═════ PROVIDED RECORDS ═════

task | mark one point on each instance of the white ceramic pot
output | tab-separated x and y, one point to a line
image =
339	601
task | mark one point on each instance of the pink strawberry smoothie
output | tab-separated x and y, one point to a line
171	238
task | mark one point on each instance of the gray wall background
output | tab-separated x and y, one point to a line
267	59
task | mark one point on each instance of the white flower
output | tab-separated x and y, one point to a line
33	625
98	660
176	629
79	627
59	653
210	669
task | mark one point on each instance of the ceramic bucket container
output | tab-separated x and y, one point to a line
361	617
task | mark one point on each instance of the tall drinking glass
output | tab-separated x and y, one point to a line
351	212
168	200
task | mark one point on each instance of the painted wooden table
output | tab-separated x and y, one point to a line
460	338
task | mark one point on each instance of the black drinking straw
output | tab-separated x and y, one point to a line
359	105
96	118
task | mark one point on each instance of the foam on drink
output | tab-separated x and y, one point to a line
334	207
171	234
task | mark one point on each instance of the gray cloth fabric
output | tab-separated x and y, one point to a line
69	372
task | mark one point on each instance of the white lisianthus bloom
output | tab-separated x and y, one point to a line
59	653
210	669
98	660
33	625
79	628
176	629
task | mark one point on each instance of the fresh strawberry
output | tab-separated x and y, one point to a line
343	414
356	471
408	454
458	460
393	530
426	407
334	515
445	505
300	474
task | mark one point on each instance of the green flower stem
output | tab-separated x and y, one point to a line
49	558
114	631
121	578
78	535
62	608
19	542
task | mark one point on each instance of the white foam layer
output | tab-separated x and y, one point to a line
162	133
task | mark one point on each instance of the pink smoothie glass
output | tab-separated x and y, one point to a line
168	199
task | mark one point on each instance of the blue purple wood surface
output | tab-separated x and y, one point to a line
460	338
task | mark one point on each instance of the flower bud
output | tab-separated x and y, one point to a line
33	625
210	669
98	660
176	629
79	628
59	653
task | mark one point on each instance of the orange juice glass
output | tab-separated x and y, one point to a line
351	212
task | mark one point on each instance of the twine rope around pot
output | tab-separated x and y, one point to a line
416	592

═════

§ **DIRECTIONS FOR THIS TASK**
Please give back all of the records exactly as written.

§ **RESULT OF THIS EXERCISE**
task | mark one point on each instance of the white ceramic pot
output | tab-separated x and y, one point to a line
image =
339	601
task | mark one point on each instance of the pink strawberry smoothie
output | tab-separated x and y, one point to a line
171	238
task | mark one point on each instance of the gray wall background
output | tab-separated x and y, one point to a line
267	59
task | mark one point on each instance of the white flower
output | tab-separated x and y, one point to a line
33	625
98	660
176	629
79	627
59	653
210	669
task | mark one point on each instance of the ceramic bucket container
output | tab-separated x and y, one point to a line
361	617
task | mark one point on each instance of the tall drinking glass
output | tab-separated x and y, one point to a line
351	212
168	200
task | mark one point on each instance of the painted wooden table
output | tab-separated x and y, one point to a line
460	338
task | mark one point on each instance of the black drinking straw
output | tab-separated x and y, one point to a line
359	105
96	118
task | mark one point on each instance of the foam on drink
output | tab-separated x and y, one point to a line
334	207
171	234
task | mark one point on each instance of the gray cloth fabric
output | tab-separated x and y, one point to a line
69	372
task | mark one point on each instance of the white lisianthus bloom
output | tab-separated x and y, one point to a line
59	653
210	669
98	660
33	625
79	628
176	629
task | mark one point on each instance of the fresh strawberry
output | tab-separated x and y, one point to a line
343	414
356	471
408	454
458	460
393	530
426	407
334	515
445	505
300	474
task | mark one point on each instance of the green flower stem
output | tab-separated x and y, one point to a line
49	558
114	631
121	578
78	535
62	608
19	542
task | mark one point on each instance of the white foam layer
output | tab-separated x and y, one point to a line
162	133
task | mark one point on each instance of the pink smoothie glass
output | tab-separated x and y, one point to a line
168	199
task | mark one point on each instance of the blue purple wood surface
output | tab-separated x and y, one point to a line
460	338
task | mark one point on each instance of the flower bud
output | tab-separated x and y, one point to a line
33	625
210	669
98	660
176	629
79	628
59	653
task | mark one point on each instance of the orange juice glass
output | tab-separated x and y, one point to a line
351	212
task | mark one point on each instance of the twine rope around pot
output | tab-separated x and y, one point to a line
416	592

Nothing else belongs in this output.